### The problem
Find every row that contains the string "hold", treating upper and lower case as different, and copy each of those rows in full.

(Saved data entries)
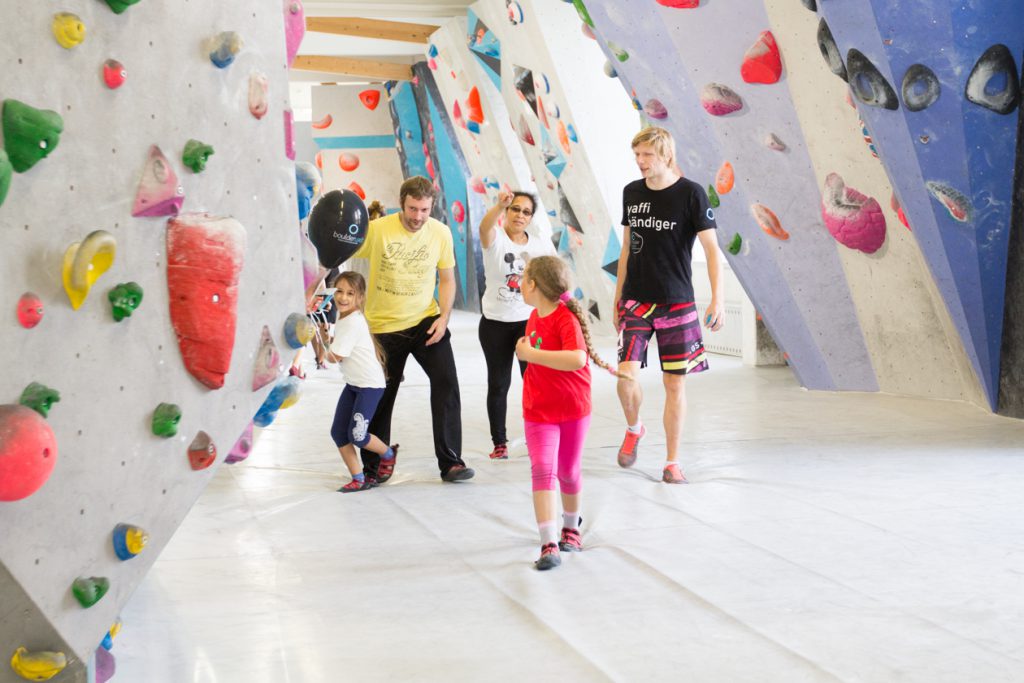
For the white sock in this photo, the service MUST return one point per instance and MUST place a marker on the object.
(570, 519)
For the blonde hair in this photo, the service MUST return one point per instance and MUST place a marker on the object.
(551, 275)
(358, 283)
(660, 139)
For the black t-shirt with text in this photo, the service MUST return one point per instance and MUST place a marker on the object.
(664, 224)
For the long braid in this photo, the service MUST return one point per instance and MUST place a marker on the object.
(551, 275)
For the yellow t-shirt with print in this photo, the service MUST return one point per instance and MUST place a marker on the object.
(403, 271)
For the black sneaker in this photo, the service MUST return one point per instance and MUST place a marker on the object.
(458, 473)
(549, 558)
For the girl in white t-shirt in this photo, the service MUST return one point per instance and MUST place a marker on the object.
(361, 364)
(507, 249)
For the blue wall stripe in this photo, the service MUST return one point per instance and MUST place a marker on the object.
(355, 142)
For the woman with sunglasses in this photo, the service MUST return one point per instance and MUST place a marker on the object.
(507, 249)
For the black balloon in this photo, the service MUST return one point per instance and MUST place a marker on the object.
(338, 226)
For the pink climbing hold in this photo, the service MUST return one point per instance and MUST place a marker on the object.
(295, 28)
(720, 99)
(655, 110)
(28, 452)
(762, 63)
(854, 219)
(894, 203)
(159, 193)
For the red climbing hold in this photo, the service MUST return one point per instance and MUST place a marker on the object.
(370, 98)
(28, 452)
(204, 259)
(762, 63)
(474, 112)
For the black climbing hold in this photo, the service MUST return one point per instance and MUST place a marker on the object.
(829, 50)
(993, 83)
(868, 84)
(921, 87)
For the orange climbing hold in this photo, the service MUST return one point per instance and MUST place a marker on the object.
(768, 221)
(725, 179)
(762, 63)
(474, 112)
(370, 98)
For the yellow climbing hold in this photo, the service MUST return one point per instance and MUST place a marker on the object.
(69, 30)
(84, 262)
(38, 666)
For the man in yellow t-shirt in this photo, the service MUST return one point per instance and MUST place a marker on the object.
(409, 254)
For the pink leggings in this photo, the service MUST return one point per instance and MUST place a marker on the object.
(563, 439)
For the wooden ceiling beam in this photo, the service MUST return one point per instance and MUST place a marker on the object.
(379, 29)
(371, 69)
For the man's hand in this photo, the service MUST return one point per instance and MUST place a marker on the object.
(436, 331)
(715, 315)
(522, 349)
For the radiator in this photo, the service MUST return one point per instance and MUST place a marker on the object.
(728, 340)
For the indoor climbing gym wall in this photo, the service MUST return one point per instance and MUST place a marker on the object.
(353, 131)
(832, 240)
(543, 73)
(427, 146)
(152, 260)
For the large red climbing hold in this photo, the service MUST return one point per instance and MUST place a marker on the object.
(204, 259)
(762, 63)
(474, 112)
(28, 452)
(370, 98)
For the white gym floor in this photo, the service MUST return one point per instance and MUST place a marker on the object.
(822, 538)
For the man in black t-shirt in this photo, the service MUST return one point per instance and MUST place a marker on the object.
(663, 215)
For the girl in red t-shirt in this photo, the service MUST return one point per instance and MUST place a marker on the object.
(555, 400)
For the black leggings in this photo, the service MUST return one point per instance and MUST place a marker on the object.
(498, 341)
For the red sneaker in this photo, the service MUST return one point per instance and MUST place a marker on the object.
(570, 543)
(628, 451)
(386, 468)
(672, 474)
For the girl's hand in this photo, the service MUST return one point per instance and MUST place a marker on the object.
(522, 348)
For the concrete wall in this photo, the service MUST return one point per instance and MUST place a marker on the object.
(348, 131)
(847, 318)
(110, 467)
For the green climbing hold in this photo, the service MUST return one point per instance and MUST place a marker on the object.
(713, 198)
(6, 172)
(120, 5)
(124, 299)
(39, 397)
(29, 134)
(166, 419)
(90, 591)
(196, 155)
(582, 11)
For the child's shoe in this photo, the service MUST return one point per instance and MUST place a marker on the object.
(628, 451)
(549, 558)
(570, 542)
(354, 485)
(672, 474)
(386, 468)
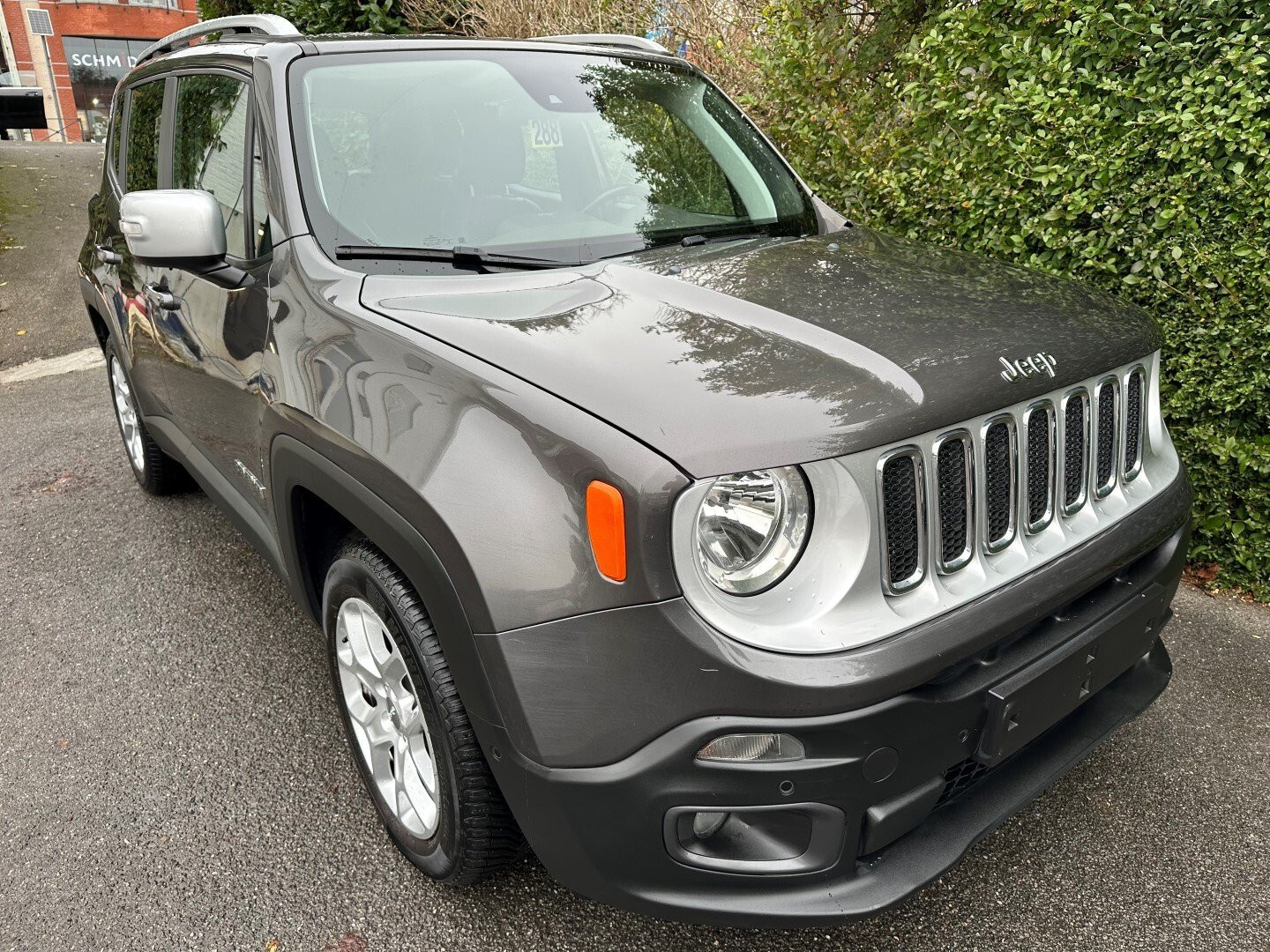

### Right answer
For the pink climbing hold in this photo, the service MUST return one point per instance and MUST place a marker on the object.
For the red climbing hold in this photo, the service MUST return one point per instance and MUST place a marker on the object.
For the black climbing hold in this photo, the service MUST return one point per instance and MUST place a marker on the object.
For the orange climbing hold in this photo, the service MUST return one point per instance and MUST place a marker on the object.
For the yellow climbing hold in this photo, the service MUST return one point per instance and MUST place a marker on the object.
For the large red climbing hold in this photo, the service MUST return one point per instance and MUST place a marker on the object.
For the green climbing hold in this photo, the service MUST return one point per instance and MUST place a marker on the object.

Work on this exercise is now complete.